### STATED EXERCISE 1
Return each line of the rows below that contains the string "drawer". Case counts.

### QUOTED PASSAGE
-- BEGIN --

I'm not going on the Dart forums because I would have never got the Cruze had I been on the forums back then. 
As to some of the negatives mentioned by some here....... well....... ummmmmm..... I kind of got scared reading some of the 2012 Cruze turbo w/manual threads. I was near a deal on a sweet 2012 leftover LT1 manual with RS trim. They didn't want to move it as bad as I thought pricewise so that deal crashed. But it seems every brand has their bad days (or months). Cruze turbo lag. 1.8's (mine) actually a little peppier from stop light to stoplight. Clutches failing. What ever. 
As far as the cheap interior proposition - I didn't see or feel cheap so much as retro simple. 
As far as the styling, I see it as understated agression with a simple smartass attitude. Kind of like a Vette vs a Porsche. Dart being the latter. Which, speaking of flagship dreaming - I hate to say this because I have been a Corvette dreamer since I was knee high to a beagle (I have a mega diecast collection of virtually every year and version of Corvette that is known to man) but, I really don't like where Chevy is going with their styling. The upcoming C7 Vette looks more like a Ferrari that had some derranged clay sculptors up all night on E trying to chase away some bad waking dreams. And as I'm typing, an ad just popped up on the right of my screen for Dart and it's the red one I might get. How weird is THAT?

-- END --

### STATED EXERCISE 2
Print the stretch of the post above word for word, starting at "I'm not going" and ending at "failing. What ever.".

### ENTRIES
-- BEGIN --

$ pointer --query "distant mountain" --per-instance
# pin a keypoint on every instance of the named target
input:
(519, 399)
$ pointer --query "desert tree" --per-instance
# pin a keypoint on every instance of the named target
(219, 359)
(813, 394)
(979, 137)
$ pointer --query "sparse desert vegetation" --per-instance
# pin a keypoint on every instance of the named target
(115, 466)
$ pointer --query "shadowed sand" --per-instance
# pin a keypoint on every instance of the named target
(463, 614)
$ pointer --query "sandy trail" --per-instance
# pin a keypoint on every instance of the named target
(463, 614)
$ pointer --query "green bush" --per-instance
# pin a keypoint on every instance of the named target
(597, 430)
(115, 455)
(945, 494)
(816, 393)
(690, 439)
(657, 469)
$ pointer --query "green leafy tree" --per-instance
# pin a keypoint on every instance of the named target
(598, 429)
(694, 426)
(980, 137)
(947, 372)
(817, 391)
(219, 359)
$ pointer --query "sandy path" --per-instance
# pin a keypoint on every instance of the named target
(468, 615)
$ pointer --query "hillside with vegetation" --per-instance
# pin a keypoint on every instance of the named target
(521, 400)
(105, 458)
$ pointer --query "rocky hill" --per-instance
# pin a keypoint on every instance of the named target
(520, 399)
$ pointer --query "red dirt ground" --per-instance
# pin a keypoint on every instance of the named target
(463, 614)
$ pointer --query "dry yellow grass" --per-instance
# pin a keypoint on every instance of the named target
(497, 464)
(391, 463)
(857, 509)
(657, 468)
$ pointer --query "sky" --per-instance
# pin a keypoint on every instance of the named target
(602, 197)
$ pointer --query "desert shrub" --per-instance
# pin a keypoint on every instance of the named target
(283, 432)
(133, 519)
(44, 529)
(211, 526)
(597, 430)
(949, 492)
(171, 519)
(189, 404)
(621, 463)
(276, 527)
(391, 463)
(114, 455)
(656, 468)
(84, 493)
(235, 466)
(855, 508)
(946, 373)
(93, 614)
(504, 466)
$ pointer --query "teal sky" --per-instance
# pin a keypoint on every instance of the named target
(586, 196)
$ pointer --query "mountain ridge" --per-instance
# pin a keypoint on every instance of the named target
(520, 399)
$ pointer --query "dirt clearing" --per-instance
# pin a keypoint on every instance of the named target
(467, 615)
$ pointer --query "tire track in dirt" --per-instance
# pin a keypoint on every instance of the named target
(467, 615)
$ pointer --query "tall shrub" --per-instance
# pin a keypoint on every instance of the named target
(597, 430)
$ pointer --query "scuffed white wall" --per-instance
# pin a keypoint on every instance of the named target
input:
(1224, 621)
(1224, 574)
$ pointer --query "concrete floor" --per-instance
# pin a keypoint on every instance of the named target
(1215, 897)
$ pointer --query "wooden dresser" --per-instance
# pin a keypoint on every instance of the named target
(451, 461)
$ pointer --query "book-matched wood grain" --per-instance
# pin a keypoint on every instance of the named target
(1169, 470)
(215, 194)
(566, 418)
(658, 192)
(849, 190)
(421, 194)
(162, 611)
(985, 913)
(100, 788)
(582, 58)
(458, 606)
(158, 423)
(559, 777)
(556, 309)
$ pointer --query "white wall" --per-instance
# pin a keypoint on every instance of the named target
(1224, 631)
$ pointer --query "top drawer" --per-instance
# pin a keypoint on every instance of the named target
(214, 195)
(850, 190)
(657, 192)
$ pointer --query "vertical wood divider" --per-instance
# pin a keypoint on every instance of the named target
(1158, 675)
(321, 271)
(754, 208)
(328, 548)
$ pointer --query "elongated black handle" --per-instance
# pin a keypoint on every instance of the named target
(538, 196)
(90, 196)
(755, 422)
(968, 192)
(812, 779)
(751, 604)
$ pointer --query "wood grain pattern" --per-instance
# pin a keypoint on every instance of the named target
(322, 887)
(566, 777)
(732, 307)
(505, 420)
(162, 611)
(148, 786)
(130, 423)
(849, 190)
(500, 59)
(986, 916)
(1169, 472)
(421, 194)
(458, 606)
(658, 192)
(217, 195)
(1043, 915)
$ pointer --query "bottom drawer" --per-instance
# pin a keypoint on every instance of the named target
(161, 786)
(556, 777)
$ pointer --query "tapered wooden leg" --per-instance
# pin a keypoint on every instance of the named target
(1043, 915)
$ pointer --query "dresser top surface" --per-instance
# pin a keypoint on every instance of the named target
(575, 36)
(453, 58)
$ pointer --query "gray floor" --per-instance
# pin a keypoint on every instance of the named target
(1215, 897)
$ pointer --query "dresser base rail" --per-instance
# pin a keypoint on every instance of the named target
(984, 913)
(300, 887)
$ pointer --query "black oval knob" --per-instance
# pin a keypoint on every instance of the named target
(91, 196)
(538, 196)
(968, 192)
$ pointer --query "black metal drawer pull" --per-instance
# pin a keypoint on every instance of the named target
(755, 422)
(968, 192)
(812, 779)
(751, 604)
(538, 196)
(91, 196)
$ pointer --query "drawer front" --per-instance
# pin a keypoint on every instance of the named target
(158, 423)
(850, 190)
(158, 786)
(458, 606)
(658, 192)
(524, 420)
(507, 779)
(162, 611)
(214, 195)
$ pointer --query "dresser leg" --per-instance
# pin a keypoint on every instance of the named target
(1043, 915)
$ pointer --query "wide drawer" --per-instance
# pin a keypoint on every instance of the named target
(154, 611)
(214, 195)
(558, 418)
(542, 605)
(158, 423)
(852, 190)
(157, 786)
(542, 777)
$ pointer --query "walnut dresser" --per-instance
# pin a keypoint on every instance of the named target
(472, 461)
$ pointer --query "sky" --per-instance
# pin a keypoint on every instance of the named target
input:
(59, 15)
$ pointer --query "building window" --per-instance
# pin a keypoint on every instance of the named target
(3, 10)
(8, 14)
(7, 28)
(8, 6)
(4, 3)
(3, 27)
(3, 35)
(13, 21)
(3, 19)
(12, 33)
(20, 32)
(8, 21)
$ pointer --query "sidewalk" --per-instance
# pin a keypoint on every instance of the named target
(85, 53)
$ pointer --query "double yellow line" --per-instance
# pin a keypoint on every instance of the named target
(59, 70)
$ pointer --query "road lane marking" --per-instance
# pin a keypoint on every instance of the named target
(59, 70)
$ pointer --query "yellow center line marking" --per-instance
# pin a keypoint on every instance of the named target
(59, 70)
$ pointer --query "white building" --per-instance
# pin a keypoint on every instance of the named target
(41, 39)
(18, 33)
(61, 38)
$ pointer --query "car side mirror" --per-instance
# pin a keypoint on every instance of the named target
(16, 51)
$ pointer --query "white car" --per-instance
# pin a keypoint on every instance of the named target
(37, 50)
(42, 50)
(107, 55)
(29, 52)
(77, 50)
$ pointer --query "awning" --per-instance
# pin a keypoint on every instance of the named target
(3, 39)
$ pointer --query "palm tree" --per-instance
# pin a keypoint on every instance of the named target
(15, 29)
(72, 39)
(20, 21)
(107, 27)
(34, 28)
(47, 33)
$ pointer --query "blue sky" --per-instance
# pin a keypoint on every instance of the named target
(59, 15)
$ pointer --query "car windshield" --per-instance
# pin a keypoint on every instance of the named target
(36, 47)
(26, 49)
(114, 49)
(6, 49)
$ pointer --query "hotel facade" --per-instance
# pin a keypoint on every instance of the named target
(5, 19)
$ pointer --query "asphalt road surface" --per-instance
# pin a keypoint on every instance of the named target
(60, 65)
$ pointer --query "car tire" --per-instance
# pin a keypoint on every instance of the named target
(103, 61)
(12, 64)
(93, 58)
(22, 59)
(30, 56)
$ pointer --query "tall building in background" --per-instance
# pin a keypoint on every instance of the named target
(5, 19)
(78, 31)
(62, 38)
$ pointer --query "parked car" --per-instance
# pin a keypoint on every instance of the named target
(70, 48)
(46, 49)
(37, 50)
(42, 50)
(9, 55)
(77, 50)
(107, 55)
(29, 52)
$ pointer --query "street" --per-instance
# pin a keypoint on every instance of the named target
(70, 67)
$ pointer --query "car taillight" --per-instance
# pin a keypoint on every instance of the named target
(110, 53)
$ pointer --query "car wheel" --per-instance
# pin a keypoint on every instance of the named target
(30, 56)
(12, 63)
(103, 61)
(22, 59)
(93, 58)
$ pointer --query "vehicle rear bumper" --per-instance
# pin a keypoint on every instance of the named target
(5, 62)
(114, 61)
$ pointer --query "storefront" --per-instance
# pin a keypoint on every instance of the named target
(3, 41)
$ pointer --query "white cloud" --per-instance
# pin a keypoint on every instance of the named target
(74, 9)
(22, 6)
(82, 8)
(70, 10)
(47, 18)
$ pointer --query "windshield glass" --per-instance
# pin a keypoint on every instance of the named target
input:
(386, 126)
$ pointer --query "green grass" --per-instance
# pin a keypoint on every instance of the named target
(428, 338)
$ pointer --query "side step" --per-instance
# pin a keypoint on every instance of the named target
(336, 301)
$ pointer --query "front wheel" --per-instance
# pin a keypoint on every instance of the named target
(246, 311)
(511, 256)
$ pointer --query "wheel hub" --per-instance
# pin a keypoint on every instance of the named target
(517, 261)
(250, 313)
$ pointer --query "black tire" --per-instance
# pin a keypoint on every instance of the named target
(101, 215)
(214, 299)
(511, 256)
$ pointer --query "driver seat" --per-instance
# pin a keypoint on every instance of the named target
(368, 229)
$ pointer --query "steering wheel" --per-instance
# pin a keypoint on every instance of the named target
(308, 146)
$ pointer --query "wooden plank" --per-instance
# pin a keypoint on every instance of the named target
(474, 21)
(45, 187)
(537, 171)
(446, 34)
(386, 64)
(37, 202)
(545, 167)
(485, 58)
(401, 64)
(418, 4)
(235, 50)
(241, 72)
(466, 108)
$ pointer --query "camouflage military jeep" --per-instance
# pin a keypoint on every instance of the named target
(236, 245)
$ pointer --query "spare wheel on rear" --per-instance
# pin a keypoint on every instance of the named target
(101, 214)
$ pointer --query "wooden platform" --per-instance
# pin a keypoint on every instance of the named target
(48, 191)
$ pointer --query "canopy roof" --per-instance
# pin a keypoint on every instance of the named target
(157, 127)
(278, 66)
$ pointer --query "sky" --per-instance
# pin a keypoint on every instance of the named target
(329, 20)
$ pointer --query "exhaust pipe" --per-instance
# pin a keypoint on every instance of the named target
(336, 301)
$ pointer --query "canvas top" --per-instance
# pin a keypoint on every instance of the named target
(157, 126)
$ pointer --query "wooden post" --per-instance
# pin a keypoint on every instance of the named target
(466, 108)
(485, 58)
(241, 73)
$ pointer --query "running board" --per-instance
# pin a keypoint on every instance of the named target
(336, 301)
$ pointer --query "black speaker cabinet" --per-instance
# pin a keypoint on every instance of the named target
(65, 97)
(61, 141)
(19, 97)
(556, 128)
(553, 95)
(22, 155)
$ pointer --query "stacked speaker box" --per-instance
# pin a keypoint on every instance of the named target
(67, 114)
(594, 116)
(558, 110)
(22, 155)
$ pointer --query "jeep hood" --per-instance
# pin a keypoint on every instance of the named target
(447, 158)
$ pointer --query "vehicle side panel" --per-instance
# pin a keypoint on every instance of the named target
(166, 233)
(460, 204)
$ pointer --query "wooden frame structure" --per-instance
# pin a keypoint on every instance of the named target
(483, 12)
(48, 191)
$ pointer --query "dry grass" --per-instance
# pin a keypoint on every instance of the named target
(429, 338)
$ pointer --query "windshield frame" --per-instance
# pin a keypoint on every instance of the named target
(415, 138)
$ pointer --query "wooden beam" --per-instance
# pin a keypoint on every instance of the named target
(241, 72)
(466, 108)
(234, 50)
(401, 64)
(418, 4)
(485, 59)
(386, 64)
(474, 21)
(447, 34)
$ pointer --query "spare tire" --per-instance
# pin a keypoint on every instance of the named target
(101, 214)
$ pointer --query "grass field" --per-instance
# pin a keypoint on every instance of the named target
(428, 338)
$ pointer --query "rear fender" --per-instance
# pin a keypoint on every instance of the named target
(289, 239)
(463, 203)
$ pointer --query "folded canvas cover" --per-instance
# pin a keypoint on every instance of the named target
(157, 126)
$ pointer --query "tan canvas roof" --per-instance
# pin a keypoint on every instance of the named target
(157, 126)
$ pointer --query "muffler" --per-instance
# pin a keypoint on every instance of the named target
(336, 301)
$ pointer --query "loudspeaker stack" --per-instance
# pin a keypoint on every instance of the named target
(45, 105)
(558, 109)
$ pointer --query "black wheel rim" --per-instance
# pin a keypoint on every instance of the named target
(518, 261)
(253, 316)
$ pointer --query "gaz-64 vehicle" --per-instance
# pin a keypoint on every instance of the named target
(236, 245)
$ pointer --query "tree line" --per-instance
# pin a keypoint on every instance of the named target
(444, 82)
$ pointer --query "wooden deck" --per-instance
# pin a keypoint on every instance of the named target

-- END --

### FINAL ANSWER 1
$ pointer --query "top drawer" --per-instance
$ pointer --query "bottom drawer" --per-instance
$ pointer --query "black metal drawer pull" --per-instance
$ pointer --query "drawer front" --per-instance
$ pointer --query "wide drawer" --per-instance

### FINAL ANSWER 2
I'm not going on the Dart forums because I would have never got the Cruze had I been on the forums back then. 
As to some of the negatives mentioned by some here....... well....... ummmmmm..... I kind of got scared reading some of the 2012 Cruze turbo w/manual threads. I was near a deal on a sweet 2012 leftover LT1 manual with RS trim. They didn't want to move it as bad as I thought pricewise so that deal crashed. But it seems every brand has their bad days (or months). Cruze turbo lag. 1.8's (mine) actually a little peppier from stop light to stoplight. Clutches failing. What ever.